**Problem description**: Please read the op-ed below and say what Jessica's mother did with the family's porch light after Jessica was found.

**Provided passage**:
- - -

Monsters win, we lose
 
Watch and "streetproof"children, but let them live fully on vibrant and safe streets.

Published: The Vancouver Sun, May 19, 2001, Op-ed column
By Deborah Jones

    The car was an older-model, grey German sedan. I first noticed it while out walking, a block from an elementary school, because it was moving slowly. Almost unconsciously, the driver's description lodged in my mind: glasses, middle-aged white male, brown hair.

    Minutes later, there it was again, right at an intersection by the school, heading the other way. At this point, still subconsciously, I noted the car's make and model number. By the time I'd walked past the school, the car was coming around the block yet again and, with a spark of alarm, I noted the licence plate number. Just in case.

    Paranoid? Probably.

    A five-year-old named Jessica was on my mind. The chubby-cheeked little girl was last seen perched on her front stoop with her sister at her family's Lethbridge, Alta., apartment home. Just before suppertime on May 4, Jessica said she was going to play with a friend, and in the time it takes to drive around a block, she'd vanished.

    For a week newspapers, televisions and radios were full of rending stories about how Jessica's family, the Koopmans, were distraught. Canadians from coast to coast heard about the search for a child in little pink sandals, blue shorts and a white tank top. They listened to her family's pleas for her safe return, and learned that an anonymous donor in Calgary had offered a reward.

    Jessica's mother left the family's apartment porch light on constantly, to guide her daughter's safe return. Then about a week ago, a woman walking her dog in a field 50 kilometres west of Lethbridge noticed two little feet poking out of a pile of cut wood. They were Jessica's. She was dead. Jessica's mother turned off her porch light.

    The tyke with the mischievous eyes framed by long brown bangs joined a tragic list of children who disappear forever. Their ranks aren't large, all things considered, but when any such child is killed the crime is so stupendous that we feel crazed.

- - -

**Data segment**:

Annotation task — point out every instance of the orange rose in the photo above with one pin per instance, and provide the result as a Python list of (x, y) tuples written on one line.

- - -

**Correct response**: She turned it off.